Record list >>
## begin

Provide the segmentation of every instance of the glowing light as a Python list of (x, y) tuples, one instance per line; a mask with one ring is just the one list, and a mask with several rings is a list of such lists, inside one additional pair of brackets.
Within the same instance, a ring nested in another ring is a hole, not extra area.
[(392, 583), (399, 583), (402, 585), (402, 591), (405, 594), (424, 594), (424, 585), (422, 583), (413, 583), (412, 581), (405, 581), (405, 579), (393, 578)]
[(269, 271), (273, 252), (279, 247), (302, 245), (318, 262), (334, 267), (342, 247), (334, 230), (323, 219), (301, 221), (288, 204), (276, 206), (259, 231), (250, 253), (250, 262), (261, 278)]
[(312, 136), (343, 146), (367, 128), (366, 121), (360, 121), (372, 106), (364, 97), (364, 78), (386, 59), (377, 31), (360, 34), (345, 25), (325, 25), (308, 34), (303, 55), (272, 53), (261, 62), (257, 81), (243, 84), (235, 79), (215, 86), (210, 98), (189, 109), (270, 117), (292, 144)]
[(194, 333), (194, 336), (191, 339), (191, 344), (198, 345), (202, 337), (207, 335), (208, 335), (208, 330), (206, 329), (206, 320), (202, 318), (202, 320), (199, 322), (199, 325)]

## end
## begin

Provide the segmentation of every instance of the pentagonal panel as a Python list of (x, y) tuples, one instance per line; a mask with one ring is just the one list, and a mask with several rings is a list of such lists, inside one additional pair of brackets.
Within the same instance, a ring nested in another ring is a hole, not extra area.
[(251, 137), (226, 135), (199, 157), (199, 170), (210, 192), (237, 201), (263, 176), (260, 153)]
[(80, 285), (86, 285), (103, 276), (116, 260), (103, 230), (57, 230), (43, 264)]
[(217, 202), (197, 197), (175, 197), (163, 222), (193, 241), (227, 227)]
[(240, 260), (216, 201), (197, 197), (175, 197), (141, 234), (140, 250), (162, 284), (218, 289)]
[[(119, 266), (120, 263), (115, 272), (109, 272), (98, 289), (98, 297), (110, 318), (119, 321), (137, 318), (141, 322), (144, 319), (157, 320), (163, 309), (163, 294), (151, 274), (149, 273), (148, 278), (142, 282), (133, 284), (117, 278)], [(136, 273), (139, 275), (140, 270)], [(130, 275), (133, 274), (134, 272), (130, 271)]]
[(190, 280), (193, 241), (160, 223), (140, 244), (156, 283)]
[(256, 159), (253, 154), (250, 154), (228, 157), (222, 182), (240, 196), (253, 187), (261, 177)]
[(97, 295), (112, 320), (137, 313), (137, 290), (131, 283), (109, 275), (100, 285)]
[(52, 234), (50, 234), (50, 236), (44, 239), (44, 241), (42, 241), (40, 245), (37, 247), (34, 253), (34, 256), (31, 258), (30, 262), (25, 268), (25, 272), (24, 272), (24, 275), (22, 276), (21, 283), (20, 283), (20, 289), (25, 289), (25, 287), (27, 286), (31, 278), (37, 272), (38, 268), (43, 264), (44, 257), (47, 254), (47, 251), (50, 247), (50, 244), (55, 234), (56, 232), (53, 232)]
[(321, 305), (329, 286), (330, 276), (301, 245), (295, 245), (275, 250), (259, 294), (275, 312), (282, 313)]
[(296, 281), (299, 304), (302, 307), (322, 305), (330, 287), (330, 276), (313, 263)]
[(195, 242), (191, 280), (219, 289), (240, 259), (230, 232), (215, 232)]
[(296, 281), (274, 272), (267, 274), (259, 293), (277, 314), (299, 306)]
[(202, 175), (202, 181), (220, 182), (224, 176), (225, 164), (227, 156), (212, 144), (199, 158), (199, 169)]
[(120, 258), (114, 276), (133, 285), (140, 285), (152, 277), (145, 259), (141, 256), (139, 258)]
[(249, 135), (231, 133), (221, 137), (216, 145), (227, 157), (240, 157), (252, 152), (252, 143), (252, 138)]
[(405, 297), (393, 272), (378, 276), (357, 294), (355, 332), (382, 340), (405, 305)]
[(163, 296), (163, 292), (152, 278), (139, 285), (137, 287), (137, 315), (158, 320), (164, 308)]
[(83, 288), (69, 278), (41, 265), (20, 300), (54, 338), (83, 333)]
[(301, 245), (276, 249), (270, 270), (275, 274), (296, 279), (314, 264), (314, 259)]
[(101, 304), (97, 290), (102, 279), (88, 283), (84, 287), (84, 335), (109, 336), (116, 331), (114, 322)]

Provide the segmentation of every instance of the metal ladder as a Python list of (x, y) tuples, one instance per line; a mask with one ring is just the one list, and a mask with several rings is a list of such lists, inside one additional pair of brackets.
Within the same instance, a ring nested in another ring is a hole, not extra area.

## end
## begin

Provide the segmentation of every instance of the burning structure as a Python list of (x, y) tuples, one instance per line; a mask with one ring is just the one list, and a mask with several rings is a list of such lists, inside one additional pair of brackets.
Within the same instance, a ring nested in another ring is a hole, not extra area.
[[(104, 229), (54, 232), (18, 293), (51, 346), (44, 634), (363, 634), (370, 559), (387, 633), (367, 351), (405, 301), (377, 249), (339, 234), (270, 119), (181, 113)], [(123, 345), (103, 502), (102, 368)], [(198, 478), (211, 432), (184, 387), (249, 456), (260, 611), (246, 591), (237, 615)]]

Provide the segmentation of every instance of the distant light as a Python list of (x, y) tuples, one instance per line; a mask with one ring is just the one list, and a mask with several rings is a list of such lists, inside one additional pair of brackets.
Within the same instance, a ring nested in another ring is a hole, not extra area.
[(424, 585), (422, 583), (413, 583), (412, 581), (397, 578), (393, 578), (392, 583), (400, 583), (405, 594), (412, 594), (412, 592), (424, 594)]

## end

What to produce >> Which lines begin with the one containing "Provide the segmentation of every instance of the pentagonal" and continue through the one containing "284), (218, 289)]"? Copy them out unchanged from the entries above, both end lines included.

Finished answer >>
Provide the segmentation of every instance of the pentagonal panel as a Python list of (x, y) tuples, one instance per line; a mask with one ring is just the one list, and a mask with several rings is a list of such lists, inside one additional pair of brackets.
Within the same instance, a ring nested in another ring is a hole, not extra area.
[(251, 137), (226, 135), (199, 157), (199, 170), (210, 192), (237, 201), (263, 176), (260, 153)]
[(80, 285), (86, 285), (103, 276), (116, 260), (103, 230), (57, 230), (43, 264)]
[(217, 202), (197, 197), (175, 197), (163, 222), (193, 241), (227, 227)]
[(240, 260), (216, 201), (197, 197), (175, 197), (141, 234), (140, 250), (162, 284), (218, 289)]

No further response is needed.